**Objetivo:**
Extraia do material, sem nenhuma alteração, o trecho que vai da linha que contém "cap visible above." até o fim do material, com a primeira e a última linha incluídas.

#### Registros ####

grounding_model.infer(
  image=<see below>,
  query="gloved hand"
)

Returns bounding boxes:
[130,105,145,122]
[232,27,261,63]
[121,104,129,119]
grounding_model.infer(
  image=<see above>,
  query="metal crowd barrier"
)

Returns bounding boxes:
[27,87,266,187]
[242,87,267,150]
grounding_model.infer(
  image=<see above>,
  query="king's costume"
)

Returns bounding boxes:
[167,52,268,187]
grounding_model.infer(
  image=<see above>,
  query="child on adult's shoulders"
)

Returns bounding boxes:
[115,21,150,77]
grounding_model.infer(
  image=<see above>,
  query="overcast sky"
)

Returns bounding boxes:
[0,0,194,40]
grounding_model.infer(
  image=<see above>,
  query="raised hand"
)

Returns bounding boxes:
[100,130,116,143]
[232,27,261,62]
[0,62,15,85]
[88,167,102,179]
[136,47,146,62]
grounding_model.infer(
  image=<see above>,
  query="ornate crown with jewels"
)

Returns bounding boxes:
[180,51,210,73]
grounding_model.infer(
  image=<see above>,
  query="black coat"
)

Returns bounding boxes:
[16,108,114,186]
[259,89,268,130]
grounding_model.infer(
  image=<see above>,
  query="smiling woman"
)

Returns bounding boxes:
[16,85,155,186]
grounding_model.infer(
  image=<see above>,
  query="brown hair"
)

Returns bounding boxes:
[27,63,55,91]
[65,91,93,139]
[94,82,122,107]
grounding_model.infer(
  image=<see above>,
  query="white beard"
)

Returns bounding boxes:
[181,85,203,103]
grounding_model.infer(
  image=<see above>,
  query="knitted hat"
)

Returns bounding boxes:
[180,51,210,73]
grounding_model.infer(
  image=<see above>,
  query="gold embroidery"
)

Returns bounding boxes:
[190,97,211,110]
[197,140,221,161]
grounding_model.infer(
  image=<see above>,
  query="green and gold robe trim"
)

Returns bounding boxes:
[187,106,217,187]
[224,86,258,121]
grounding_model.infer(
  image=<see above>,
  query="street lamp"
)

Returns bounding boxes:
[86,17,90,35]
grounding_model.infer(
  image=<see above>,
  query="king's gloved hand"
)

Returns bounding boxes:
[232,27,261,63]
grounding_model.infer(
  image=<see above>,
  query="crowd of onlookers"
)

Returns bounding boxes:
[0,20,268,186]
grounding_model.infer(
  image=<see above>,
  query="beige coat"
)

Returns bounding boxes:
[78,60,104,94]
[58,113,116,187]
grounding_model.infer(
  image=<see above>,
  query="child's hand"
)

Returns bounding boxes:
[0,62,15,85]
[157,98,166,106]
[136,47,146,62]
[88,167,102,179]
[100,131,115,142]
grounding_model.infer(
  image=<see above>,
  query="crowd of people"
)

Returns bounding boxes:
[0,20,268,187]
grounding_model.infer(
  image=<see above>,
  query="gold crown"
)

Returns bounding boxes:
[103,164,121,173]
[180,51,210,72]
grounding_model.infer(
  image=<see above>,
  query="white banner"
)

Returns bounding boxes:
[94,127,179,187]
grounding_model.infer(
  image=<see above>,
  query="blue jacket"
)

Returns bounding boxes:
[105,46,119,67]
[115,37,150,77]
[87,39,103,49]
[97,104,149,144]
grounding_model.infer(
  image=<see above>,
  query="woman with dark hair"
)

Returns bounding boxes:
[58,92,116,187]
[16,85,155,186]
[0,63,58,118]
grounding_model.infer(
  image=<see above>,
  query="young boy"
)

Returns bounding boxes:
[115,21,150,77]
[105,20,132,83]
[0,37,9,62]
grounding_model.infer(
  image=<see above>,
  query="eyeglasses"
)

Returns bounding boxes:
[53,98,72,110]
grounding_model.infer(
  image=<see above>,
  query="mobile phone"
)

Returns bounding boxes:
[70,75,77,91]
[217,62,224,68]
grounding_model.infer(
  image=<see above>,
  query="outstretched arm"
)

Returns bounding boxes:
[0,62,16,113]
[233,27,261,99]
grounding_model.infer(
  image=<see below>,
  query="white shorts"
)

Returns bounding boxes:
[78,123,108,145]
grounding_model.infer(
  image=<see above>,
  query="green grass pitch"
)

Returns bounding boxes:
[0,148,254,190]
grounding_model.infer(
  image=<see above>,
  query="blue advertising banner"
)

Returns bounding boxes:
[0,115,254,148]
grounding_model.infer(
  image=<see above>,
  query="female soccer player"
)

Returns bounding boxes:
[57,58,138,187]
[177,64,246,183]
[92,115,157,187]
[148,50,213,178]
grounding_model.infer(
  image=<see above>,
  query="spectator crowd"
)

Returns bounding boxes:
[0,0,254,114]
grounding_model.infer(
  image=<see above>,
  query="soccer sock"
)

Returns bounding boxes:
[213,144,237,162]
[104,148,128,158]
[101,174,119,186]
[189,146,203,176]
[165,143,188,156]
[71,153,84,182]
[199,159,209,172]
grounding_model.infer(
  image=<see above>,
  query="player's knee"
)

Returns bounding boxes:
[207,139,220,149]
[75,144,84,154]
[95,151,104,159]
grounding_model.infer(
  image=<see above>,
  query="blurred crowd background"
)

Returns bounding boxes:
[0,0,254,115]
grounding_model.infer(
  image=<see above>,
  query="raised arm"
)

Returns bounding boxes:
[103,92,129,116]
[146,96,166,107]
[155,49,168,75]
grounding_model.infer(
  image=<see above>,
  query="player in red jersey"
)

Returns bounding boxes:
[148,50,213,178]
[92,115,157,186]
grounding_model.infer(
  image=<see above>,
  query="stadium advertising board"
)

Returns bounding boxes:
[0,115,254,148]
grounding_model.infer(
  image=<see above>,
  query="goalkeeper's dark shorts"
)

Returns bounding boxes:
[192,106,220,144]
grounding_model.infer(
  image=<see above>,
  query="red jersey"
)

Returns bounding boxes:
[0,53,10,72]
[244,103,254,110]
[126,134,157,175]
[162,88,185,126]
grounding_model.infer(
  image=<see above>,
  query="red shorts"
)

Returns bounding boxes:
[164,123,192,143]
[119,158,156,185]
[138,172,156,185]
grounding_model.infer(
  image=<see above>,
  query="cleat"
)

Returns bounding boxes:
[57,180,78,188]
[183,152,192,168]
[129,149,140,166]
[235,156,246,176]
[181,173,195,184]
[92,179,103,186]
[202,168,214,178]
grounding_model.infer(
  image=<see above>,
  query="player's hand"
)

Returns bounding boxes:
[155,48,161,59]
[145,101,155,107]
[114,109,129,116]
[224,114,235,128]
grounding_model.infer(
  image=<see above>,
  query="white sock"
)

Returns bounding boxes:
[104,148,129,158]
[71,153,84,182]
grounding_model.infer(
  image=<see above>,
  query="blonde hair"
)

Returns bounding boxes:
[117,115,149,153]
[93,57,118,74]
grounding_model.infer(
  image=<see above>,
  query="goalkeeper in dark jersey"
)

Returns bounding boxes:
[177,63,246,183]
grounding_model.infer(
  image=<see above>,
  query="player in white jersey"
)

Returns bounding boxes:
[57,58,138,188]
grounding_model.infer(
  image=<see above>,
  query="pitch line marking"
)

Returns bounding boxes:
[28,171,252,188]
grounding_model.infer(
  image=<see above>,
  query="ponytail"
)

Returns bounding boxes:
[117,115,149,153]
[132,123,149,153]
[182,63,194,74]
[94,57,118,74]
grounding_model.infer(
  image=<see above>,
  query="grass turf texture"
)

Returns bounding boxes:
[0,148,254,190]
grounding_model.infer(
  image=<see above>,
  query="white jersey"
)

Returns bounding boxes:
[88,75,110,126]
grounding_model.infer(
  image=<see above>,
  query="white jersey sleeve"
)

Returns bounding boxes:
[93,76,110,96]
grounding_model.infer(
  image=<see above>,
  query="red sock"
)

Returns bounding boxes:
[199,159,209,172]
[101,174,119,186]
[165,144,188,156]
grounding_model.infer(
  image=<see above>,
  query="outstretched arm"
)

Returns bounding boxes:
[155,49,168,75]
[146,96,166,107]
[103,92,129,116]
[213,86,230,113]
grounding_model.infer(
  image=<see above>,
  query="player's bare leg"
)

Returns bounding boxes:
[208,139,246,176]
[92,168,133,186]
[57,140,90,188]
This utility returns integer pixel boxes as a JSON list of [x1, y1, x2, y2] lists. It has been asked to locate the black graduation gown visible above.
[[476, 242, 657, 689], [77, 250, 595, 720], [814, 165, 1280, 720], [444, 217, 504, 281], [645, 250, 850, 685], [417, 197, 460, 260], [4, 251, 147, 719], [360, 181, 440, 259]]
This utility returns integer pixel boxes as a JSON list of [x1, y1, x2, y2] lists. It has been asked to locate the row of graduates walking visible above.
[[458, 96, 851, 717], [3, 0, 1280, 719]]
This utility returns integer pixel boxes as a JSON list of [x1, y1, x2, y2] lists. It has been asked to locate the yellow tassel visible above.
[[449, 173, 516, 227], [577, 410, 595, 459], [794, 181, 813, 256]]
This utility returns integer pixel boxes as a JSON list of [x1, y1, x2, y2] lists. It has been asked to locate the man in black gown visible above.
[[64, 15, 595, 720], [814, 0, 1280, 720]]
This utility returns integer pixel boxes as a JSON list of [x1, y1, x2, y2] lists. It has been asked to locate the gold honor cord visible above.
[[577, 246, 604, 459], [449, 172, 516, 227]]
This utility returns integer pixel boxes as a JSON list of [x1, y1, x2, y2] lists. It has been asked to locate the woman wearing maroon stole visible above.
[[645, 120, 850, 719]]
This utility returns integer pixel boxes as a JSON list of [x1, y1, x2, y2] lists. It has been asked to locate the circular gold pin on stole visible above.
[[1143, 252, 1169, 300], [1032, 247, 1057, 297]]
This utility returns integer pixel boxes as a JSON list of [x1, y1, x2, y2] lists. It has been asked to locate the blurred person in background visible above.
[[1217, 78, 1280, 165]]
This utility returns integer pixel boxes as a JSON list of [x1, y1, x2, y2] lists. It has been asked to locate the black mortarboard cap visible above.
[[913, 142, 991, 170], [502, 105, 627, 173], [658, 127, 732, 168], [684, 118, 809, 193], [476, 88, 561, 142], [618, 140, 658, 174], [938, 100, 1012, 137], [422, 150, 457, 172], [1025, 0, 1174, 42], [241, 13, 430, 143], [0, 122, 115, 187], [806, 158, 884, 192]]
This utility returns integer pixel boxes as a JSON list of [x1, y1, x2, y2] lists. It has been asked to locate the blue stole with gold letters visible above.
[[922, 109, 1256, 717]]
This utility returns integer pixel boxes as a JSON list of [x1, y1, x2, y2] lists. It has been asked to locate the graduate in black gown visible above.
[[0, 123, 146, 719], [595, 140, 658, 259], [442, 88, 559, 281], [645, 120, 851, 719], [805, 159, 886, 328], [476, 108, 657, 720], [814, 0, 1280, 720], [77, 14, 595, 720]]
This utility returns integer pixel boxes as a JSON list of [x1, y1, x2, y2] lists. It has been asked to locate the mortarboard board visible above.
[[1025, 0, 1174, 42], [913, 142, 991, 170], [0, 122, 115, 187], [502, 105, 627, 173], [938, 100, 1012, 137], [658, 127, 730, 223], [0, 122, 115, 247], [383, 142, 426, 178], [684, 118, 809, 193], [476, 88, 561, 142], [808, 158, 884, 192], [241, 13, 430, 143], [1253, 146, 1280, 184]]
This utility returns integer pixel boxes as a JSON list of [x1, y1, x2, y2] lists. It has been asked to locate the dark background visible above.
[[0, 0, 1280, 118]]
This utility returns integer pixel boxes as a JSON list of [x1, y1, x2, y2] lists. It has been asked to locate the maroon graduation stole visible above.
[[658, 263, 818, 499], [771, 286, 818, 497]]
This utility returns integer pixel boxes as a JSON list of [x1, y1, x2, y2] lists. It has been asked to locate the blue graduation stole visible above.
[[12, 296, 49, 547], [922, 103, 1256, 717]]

####

**Resultado da tarefa:**
This utility returns integer pixel boxes as a JSON list of [x1, y1, x2, y2] lists. It has been asked to locate the black mortarboard cap visible above.
[[913, 142, 991, 170], [502, 105, 627, 173], [658, 127, 732, 168], [684, 118, 809, 193], [476, 88, 561, 142], [618, 140, 658, 174], [938, 100, 1012, 137], [422, 150, 457, 172], [1025, 0, 1174, 42], [241, 13, 430, 143], [0, 122, 115, 187], [806, 158, 884, 192]]
This utility returns integer pixel boxes as a JSON list of [x1, y1, x2, y2] lists. It has been asked to locate the blue stole with gold letters visible above.
[[922, 109, 1256, 717]]
This utility returns integer pixel boxes as a JSON list of [x1, y1, x2, y2] lists. It has been asked to locate the graduate in black gown visible above.
[[0, 123, 146, 719], [595, 140, 658, 259], [442, 88, 559, 281], [645, 120, 851, 719], [805, 159, 886, 328], [476, 108, 657, 720], [814, 0, 1280, 720], [77, 14, 595, 720]]
This utility returns integer pixel boxes as a JSON list of [x1, y1, x2, y2] lists. It has been asked to locate the mortarboard board visible above.
[[1025, 0, 1174, 42], [913, 142, 991, 170], [0, 122, 115, 187], [502, 105, 627, 173], [938, 100, 1012, 137], [658, 127, 730, 223], [0, 122, 115, 247], [383, 142, 426, 178], [684, 118, 809, 193], [476, 88, 561, 142], [808, 158, 884, 192], [241, 13, 430, 143], [1253, 146, 1280, 184]]
This utility returns integer pixel boxes as a JSON list of [x1, y1, x2, y2] lists. It has been asked to locate the dark background visible above.
[[0, 0, 1280, 118]]
This utility returns integer pixel boxes as a JSON list of [x1, y1, x2, y2] lists. It has been asked to locate the maroon graduation stole visible above.
[[658, 263, 818, 499], [771, 286, 818, 497]]
This utility returns integer pixel boxes as a JSON list of [x1, y1, x2, y2] lists. It has been asked to locate the blue graduation stole visible above.
[[12, 296, 49, 547], [922, 103, 1256, 717]]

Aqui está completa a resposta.